● **About this task**
Word for word, write the lines below out again, with no pictures.

BEGIN Input for this task

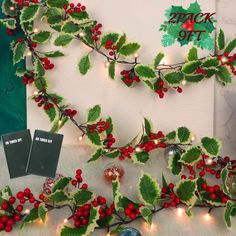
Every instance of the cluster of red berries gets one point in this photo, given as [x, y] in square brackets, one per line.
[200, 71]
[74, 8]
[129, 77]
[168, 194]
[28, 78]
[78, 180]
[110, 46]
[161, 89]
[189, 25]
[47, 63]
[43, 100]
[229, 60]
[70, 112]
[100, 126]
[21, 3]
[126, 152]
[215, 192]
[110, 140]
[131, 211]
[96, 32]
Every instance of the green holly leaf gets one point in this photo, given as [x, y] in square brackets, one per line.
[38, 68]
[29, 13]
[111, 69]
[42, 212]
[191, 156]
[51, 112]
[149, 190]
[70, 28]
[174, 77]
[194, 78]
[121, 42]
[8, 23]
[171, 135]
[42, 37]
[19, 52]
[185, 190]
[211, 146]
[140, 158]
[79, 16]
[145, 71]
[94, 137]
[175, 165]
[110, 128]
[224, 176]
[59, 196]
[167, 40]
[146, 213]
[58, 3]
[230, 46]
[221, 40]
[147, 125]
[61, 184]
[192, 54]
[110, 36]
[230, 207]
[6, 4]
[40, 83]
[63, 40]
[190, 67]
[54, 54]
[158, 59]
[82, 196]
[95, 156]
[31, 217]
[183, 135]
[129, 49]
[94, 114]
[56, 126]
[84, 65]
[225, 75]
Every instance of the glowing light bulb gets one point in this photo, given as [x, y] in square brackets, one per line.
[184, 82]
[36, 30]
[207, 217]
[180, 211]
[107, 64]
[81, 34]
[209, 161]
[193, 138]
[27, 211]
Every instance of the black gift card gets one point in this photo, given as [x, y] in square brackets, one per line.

END Input for this task

● **Task output**
Every instance of the cluster of red berries gets one point in this photo, given as [x, y] in square brackets, one per line.
[200, 71]
[74, 8]
[129, 77]
[168, 194]
[28, 78]
[78, 180]
[110, 46]
[161, 89]
[189, 25]
[47, 63]
[43, 100]
[229, 60]
[70, 112]
[100, 126]
[21, 3]
[126, 152]
[215, 192]
[110, 140]
[131, 211]
[96, 32]
Every instance of the green holly leaf gets one point in this photo, given as [x, y] in square brackets, one per line.
[38, 68]
[29, 13]
[111, 69]
[42, 212]
[191, 156]
[51, 112]
[149, 190]
[70, 28]
[174, 77]
[194, 78]
[121, 42]
[8, 23]
[171, 135]
[42, 37]
[19, 52]
[185, 190]
[211, 146]
[140, 158]
[79, 16]
[145, 71]
[94, 137]
[175, 165]
[110, 128]
[224, 176]
[59, 196]
[167, 40]
[146, 213]
[58, 3]
[230, 46]
[221, 40]
[147, 125]
[61, 184]
[192, 54]
[110, 36]
[230, 207]
[6, 4]
[40, 83]
[63, 40]
[190, 67]
[54, 54]
[158, 59]
[82, 196]
[95, 156]
[31, 217]
[183, 135]
[129, 49]
[94, 114]
[56, 126]
[84, 65]
[225, 75]
Every instance of the glowing light bulb gets one point in this photo, given as [x, y] in square brackets, one per line.
[184, 82]
[36, 30]
[207, 217]
[180, 211]
[107, 64]
[81, 34]
[209, 161]
[193, 138]
[27, 211]
Every instance of the black gift card gets one point in this photo, given as [x, y] in square brackets, one per line.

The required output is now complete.